■ What to work on:
Count the lines in the records below that contain the word "patch", matching case exactly. Give only the number.

■ Provided material:
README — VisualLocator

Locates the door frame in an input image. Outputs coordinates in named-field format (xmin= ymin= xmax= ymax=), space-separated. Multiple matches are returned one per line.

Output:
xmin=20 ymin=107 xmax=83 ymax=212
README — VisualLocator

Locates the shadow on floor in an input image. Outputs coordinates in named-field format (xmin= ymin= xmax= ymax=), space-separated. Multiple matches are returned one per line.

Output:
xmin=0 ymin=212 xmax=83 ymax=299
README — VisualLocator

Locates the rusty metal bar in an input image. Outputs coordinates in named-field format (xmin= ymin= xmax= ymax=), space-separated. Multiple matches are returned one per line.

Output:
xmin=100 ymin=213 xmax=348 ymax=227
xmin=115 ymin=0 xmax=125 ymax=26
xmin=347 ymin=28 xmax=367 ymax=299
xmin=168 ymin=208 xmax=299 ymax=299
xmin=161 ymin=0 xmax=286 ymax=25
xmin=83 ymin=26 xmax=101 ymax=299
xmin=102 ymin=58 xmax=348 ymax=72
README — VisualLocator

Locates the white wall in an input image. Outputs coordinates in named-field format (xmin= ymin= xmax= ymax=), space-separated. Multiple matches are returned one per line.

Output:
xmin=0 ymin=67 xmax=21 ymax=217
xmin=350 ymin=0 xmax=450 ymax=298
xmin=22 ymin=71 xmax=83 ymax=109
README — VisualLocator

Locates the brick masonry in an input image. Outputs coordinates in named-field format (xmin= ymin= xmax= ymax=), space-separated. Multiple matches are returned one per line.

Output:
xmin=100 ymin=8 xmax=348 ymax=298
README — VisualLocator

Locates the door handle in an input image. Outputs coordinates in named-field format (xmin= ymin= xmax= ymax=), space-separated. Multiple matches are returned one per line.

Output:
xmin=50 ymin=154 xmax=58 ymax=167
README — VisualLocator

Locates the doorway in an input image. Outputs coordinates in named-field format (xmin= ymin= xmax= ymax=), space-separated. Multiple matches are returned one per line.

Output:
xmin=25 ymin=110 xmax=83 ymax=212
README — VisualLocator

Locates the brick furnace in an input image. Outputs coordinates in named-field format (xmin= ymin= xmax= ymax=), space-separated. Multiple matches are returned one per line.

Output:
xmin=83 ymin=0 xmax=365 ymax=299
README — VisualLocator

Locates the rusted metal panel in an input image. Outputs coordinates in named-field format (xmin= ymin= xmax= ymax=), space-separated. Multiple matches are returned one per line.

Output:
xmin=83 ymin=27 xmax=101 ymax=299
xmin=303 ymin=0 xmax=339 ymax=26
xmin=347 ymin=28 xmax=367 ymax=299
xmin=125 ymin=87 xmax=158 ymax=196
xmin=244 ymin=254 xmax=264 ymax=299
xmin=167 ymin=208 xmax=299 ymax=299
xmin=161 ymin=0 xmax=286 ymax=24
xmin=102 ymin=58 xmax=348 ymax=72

* * *

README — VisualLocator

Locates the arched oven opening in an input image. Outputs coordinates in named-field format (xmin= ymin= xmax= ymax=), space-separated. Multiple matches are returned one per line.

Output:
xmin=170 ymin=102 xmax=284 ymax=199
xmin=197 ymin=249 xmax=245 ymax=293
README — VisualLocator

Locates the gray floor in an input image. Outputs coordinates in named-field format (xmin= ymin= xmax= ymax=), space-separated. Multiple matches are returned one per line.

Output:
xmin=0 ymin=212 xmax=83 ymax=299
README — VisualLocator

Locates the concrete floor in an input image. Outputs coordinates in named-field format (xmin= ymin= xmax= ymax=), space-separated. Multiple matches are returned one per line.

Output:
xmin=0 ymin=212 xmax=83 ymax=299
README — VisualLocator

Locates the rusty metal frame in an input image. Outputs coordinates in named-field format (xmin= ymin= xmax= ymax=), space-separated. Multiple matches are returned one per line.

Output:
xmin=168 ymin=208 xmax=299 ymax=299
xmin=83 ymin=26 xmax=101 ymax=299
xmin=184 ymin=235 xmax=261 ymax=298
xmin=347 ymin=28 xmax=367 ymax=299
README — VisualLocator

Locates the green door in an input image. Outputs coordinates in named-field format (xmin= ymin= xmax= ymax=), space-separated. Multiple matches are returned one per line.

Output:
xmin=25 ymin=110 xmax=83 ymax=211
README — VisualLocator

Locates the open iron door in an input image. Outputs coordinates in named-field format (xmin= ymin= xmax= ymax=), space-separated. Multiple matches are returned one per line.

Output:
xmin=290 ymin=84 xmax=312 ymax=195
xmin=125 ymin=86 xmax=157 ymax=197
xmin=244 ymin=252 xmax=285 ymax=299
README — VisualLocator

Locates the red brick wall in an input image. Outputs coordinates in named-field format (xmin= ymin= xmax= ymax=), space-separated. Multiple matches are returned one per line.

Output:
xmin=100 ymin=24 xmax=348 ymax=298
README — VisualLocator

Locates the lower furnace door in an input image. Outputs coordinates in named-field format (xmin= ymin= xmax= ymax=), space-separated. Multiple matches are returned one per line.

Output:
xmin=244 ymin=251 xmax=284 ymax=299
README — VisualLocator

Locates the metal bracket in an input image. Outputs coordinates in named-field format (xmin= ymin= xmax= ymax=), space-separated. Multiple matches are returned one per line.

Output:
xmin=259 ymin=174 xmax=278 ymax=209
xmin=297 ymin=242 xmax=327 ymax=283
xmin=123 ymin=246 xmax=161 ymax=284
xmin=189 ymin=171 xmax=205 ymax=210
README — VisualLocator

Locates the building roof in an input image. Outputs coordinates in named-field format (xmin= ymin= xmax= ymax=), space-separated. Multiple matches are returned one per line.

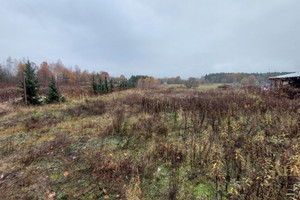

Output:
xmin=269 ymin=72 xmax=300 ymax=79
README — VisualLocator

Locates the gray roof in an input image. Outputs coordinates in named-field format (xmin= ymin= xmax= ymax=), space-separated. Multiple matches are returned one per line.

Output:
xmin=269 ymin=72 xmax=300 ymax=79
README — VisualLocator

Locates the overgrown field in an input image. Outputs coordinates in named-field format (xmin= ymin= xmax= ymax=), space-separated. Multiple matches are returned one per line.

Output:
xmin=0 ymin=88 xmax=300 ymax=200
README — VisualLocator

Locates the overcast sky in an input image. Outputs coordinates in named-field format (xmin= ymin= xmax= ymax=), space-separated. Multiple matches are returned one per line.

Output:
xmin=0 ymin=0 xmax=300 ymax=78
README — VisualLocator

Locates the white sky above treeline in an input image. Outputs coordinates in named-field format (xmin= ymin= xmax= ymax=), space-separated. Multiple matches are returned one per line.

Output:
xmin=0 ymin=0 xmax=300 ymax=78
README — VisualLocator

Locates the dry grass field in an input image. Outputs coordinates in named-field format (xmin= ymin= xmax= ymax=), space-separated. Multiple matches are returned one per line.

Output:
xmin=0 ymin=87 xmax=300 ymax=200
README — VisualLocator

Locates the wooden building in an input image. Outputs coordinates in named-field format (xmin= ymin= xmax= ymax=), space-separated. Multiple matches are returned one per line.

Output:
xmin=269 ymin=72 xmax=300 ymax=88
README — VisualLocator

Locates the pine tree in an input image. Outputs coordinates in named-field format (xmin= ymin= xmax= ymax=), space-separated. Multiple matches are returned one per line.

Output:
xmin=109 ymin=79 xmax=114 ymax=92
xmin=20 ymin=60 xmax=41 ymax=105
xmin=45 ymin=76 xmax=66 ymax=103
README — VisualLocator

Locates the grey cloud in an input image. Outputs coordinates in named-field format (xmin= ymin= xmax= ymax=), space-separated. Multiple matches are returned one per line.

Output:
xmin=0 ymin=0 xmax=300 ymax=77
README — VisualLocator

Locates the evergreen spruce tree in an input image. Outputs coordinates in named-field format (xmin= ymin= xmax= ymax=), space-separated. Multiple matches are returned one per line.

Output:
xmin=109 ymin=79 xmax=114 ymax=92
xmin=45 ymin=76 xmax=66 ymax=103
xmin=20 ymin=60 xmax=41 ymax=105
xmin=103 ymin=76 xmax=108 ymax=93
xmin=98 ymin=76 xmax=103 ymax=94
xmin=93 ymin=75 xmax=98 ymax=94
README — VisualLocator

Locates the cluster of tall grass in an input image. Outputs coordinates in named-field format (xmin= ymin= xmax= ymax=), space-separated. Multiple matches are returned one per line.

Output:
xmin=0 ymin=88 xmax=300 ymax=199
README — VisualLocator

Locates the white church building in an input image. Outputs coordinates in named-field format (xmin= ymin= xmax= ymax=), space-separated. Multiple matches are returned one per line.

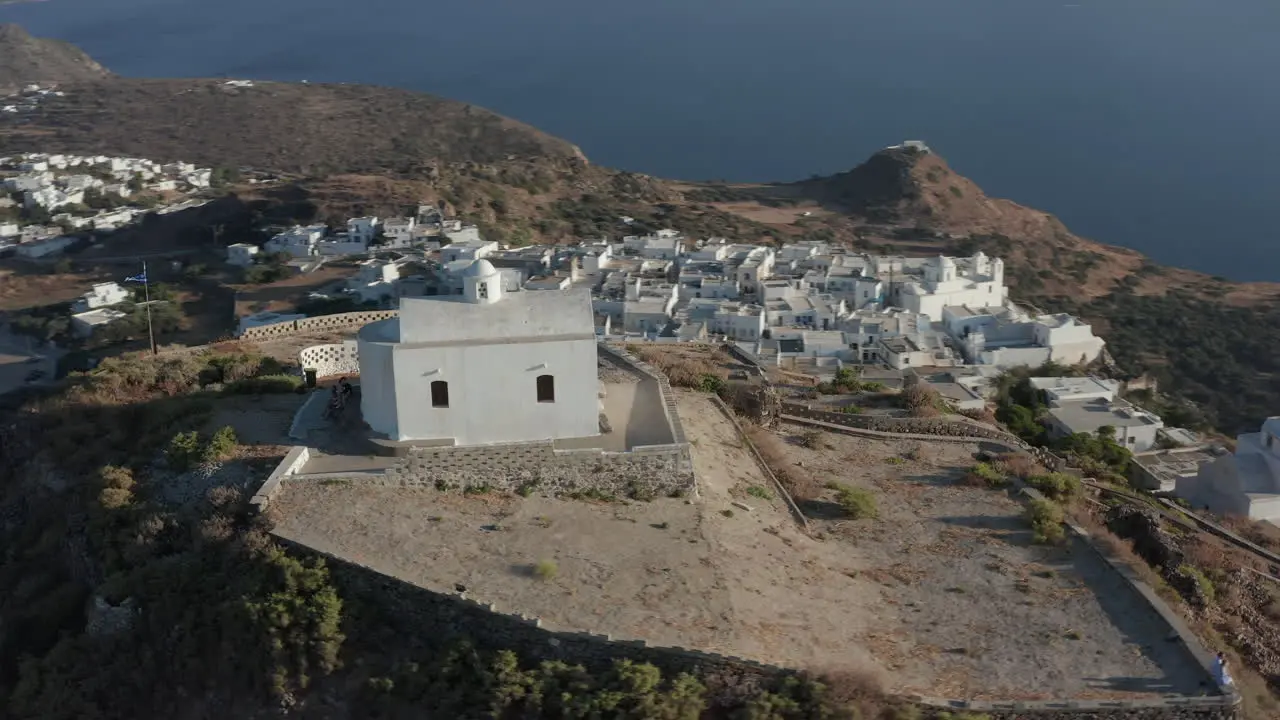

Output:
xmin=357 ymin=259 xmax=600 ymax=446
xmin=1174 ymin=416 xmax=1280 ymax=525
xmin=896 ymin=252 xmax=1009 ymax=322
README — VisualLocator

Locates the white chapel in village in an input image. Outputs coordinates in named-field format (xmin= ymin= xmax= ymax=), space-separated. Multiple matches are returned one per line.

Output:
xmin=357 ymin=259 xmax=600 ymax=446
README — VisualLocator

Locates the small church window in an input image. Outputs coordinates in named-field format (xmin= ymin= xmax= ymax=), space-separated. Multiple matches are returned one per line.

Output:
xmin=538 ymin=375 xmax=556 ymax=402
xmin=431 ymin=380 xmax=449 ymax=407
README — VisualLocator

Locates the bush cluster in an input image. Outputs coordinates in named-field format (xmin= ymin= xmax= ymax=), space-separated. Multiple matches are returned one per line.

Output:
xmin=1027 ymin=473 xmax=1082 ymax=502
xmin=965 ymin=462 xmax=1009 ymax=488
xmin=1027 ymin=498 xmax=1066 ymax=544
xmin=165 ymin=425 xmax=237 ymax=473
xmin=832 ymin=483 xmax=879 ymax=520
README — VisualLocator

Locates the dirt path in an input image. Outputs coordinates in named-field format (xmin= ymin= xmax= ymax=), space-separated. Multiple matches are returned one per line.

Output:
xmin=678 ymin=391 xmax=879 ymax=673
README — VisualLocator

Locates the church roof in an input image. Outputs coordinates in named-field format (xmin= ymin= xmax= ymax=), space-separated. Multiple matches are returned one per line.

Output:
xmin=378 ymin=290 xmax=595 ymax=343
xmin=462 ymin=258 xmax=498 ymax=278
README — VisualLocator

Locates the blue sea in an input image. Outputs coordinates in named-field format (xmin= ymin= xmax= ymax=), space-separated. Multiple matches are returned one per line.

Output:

---

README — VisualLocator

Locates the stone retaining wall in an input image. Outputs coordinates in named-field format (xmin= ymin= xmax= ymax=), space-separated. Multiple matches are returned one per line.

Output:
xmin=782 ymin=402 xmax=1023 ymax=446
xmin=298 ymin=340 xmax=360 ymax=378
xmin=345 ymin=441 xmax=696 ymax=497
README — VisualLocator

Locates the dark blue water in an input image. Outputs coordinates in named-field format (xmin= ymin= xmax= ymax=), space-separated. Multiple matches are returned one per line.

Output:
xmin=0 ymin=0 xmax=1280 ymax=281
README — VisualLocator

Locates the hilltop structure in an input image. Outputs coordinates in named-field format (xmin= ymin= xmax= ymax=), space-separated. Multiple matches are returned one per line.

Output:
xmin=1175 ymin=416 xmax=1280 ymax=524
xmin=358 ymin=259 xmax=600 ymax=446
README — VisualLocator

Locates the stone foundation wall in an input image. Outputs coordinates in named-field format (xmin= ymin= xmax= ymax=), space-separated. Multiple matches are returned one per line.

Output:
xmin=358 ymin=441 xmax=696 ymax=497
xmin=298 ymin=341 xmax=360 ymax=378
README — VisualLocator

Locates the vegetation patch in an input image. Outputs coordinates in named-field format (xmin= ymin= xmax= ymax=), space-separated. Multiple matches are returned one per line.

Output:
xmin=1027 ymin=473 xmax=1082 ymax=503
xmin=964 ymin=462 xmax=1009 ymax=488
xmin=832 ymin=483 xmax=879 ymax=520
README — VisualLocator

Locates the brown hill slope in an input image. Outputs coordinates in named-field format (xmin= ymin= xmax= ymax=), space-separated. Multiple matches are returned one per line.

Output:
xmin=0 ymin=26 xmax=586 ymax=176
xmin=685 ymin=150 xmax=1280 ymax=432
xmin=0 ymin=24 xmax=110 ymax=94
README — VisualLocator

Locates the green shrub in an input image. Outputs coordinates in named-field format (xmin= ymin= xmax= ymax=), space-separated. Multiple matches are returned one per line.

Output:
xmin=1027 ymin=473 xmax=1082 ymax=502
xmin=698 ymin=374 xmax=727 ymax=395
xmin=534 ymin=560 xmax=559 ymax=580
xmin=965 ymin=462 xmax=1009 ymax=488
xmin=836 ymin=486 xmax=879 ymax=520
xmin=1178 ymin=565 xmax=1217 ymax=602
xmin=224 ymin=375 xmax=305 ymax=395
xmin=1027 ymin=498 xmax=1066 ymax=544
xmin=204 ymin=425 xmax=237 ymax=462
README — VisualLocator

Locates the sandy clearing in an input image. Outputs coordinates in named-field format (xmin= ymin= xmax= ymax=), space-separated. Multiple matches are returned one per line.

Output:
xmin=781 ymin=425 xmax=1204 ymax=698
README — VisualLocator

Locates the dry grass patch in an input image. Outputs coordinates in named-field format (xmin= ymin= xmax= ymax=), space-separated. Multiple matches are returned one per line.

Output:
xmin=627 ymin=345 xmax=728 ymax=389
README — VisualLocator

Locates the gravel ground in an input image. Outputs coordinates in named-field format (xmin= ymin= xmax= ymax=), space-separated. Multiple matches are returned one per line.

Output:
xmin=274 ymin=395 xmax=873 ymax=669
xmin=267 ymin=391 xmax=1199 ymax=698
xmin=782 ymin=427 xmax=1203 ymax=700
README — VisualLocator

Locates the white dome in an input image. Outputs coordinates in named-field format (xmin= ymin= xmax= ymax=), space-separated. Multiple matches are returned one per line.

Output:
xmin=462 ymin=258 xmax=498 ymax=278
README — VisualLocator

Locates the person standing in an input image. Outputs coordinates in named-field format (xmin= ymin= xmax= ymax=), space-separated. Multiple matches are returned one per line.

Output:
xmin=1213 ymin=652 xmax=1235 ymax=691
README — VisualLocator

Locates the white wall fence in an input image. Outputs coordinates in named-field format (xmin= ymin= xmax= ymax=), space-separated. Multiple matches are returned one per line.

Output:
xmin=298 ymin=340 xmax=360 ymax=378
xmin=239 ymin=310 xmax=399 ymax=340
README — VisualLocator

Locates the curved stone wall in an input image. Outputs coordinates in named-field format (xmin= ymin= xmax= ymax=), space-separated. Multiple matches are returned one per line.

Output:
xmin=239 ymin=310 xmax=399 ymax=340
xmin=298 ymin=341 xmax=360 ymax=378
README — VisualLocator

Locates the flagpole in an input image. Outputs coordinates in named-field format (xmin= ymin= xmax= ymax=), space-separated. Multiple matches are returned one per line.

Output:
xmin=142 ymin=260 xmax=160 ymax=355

■ Answer:
2